Yazılı talep — Aşağıdaki satırlardan "task" kelimesini içerenlerin tamamını göster. Büyük-küçük harf ayrımı dikkate alınsın.

Çıkarılan veriler —
═══
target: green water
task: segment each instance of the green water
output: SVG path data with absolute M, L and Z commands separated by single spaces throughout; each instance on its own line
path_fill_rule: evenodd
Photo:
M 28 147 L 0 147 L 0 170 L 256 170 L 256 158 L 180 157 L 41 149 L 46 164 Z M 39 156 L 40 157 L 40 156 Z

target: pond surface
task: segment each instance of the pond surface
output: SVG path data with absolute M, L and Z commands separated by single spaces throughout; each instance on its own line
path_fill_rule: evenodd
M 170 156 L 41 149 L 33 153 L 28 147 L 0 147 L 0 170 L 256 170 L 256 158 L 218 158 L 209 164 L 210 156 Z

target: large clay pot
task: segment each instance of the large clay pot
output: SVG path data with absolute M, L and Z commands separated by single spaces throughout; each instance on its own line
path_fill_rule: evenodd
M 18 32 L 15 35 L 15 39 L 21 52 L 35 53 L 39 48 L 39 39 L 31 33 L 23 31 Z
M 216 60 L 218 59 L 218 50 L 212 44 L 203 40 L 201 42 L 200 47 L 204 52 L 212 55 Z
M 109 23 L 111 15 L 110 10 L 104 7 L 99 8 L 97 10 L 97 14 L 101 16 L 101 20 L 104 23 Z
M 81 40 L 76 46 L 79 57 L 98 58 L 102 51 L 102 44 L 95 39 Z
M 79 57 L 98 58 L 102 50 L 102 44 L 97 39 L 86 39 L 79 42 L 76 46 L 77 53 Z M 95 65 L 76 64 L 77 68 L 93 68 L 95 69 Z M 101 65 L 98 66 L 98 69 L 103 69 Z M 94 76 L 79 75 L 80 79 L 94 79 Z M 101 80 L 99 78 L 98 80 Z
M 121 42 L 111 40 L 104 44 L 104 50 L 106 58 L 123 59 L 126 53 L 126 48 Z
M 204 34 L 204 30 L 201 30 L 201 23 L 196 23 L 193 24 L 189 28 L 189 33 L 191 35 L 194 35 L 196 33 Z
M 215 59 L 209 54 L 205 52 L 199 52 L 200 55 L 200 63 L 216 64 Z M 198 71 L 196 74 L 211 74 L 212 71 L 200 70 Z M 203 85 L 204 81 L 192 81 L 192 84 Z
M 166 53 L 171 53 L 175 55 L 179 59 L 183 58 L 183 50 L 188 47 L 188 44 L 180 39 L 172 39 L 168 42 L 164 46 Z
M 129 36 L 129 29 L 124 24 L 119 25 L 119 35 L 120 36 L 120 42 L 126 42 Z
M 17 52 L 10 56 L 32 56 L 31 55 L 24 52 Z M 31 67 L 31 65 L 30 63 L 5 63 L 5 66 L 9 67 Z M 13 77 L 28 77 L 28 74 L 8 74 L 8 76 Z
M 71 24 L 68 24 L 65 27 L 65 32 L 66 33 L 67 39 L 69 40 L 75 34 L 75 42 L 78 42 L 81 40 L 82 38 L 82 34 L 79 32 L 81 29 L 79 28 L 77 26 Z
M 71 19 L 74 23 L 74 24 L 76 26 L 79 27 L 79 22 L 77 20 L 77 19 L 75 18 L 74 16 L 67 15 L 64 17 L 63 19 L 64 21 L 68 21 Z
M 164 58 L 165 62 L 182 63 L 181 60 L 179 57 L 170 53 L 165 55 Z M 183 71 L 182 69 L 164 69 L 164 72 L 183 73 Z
═══
Yanıt —
task: segment each instance of the green water
task: segment each instance of the pond surface
task: segment each instance of the large clay pot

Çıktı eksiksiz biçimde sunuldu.